### CHECK YOUR UNDERSTANDING
a – From the book description, extract the passage starting with "ISBN: 978-0-745-60209-7" and going on through "particularly on women?", copying it word for word.
b – According to the book description, what acted as a spur to public debate about reproductive technologies?

### SELECTED EXCERPT
━━━━

ISBN: 978-0-745-60209-7

February 1982

Polity

220 pages

Description
The creation of 'test-tube babies' acted as a spur to public debate about the implications of research on embryos, in vitro fertilization, surrogate motherhood, and the whole range of technologies concerned with human reproduction. The scope of reproductive technologies examined in this volume - from techniques for the medical 'management' of childbirth, to genetic engineering - is such that few women in the western world, and smaller and smaller numbers in the third world, escape their influence. What then is their impact: on the process of reproduction, on family life and particularly on women?

'Reproductive Technologies' is a remarkable collection of original essays which attempts to place the current controversy over reproductive technologies in a political, legal and economic context. Contributors - including Lesley Doyal, Ann Oakley, Ros Petchesky, Carol Smart, Hilary Rose, and Naomi Pfeffer - examine systematically the technologies that have sparked off these debates. They explore the problem of infertility which is used to validate reproductive technologies; the way assumptions about the family and about biological parenthood continue to structure the arguments for and against; the impact of the medicalization of childbirth; the way debates are embedded in changing conceptions of paternal rights, maternal rights and embryo rights; the problems of providing adequate health care for women; and, above all, the urgency with which these issues raise problems about the accountability of science.

━━━━

### RECORD EXCERPTS
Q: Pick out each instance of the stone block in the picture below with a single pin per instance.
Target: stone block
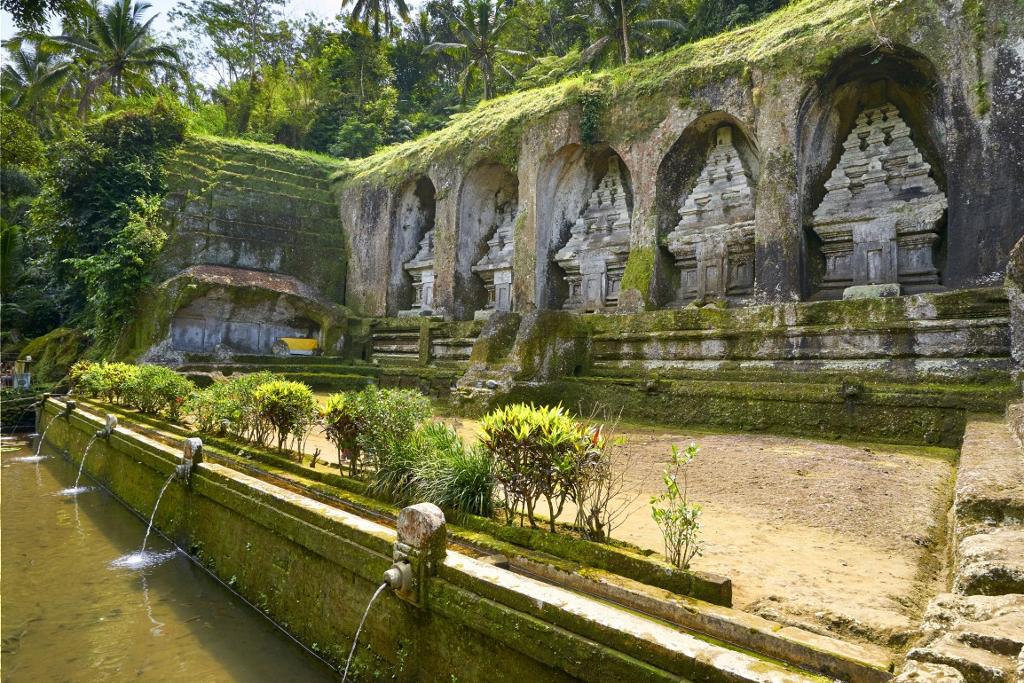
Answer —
(991, 563)
(870, 291)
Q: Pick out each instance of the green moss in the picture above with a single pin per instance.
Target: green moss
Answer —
(639, 271)
(798, 40)
(53, 353)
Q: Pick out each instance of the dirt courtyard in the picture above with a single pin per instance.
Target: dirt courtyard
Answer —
(839, 539)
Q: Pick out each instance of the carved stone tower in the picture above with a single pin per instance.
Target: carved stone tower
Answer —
(496, 266)
(879, 220)
(714, 241)
(594, 257)
(421, 267)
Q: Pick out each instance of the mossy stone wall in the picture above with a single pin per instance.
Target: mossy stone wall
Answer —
(247, 206)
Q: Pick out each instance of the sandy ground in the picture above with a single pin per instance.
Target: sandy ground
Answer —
(840, 539)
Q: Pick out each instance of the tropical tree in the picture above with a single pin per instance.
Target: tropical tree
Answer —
(29, 76)
(119, 48)
(617, 22)
(378, 13)
(477, 32)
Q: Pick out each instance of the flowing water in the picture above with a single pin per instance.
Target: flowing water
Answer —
(69, 615)
(140, 559)
(355, 640)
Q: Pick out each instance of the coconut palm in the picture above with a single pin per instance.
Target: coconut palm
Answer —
(30, 75)
(119, 48)
(477, 33)
(617, 23)
(376, 13)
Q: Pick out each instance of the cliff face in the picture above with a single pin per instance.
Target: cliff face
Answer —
(790, 87)
(254, 207)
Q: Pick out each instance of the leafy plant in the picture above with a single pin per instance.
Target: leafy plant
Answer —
(288, 407)
(537, 454)
(453, 475)
(158, 389)
(340, 421)
(675, 515)
(387, 418)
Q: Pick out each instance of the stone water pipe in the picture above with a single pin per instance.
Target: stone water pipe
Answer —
(110, 424)
(192, 455)
(418, 552)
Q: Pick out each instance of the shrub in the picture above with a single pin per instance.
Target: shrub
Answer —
(158, 389)
(452, 475)
(288, 407)
(538, 454)
(387, 418)
(340, 420)
(675, 515)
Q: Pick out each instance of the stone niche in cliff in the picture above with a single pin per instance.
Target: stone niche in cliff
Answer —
(412, 282)
(496, 266)
(487, 206)
(421, 269)
(594, 257)
(713, 244)
(879, 220)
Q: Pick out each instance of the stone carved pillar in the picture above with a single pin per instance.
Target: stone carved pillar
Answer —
(879, 220)
(496, 266)
(714, 241)
(421, 267)
(594, 257)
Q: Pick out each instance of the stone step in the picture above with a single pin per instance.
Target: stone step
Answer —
(976, 665)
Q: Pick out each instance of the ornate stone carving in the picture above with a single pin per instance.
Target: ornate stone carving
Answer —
(879, 220)
(714, 241)
(594, 257)
(421, 267)
(496, 266)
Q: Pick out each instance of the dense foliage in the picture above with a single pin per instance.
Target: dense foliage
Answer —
(91, 110)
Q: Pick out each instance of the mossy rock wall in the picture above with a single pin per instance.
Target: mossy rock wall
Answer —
(791, 85)
(313, 568)
(257, 207)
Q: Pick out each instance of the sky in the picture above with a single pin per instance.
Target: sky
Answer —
(327, 9)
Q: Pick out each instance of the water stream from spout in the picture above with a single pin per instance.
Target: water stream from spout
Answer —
(355, 641)
(42, 439)
(81, 466)
(154, 515)
(140, 559)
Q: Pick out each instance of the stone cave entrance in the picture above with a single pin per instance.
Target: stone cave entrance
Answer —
(585, 207)
(411, 286)
(487, 209)
(706, 197)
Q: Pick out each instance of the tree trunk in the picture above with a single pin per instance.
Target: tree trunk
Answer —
(626, 32)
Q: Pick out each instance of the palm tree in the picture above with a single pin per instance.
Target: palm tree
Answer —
(379, 12)
(478, 32)
(118, 47)
(30, 75)
(615, 19)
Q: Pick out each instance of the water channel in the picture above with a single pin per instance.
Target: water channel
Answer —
(71, 613)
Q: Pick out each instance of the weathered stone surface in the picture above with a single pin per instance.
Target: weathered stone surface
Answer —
(594, 258)
(419, 525)
(878, 222)
(990, 482)
(496, 266)
(991, 563)
(421, 268)
(870, 291)
(713, 243)
(925, 672)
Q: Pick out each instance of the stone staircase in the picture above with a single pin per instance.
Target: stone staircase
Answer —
(976, 633)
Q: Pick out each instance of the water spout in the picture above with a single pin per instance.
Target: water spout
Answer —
(141, 559)
(355, 641)
(81, 466)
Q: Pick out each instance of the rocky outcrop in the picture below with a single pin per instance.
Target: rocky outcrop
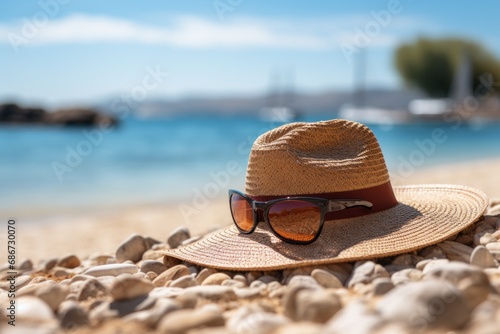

━━━━

### SET OF ANSWERS
a –
ISBN: 978-0-745-60209-7

February 1982

Polity

220 pages

Description
The creation of 'test-tube babies' acted as a spur to public debate about the implications of research on embryos, in vitro fertilization, surrogate motherhood, and the whole range of technologies concerned with human reproduction. The scope of reproductive technologies examined in this volume - from techniques for the medical 'management' of childbirth, to genetic engineering - is such that few women in the western world, and smaller and smaller numbers in the third world, escape their influence. What then is their impact: on the process of reproduction, on family life and particularly on women?

b – The creation of 'test-tube babies'.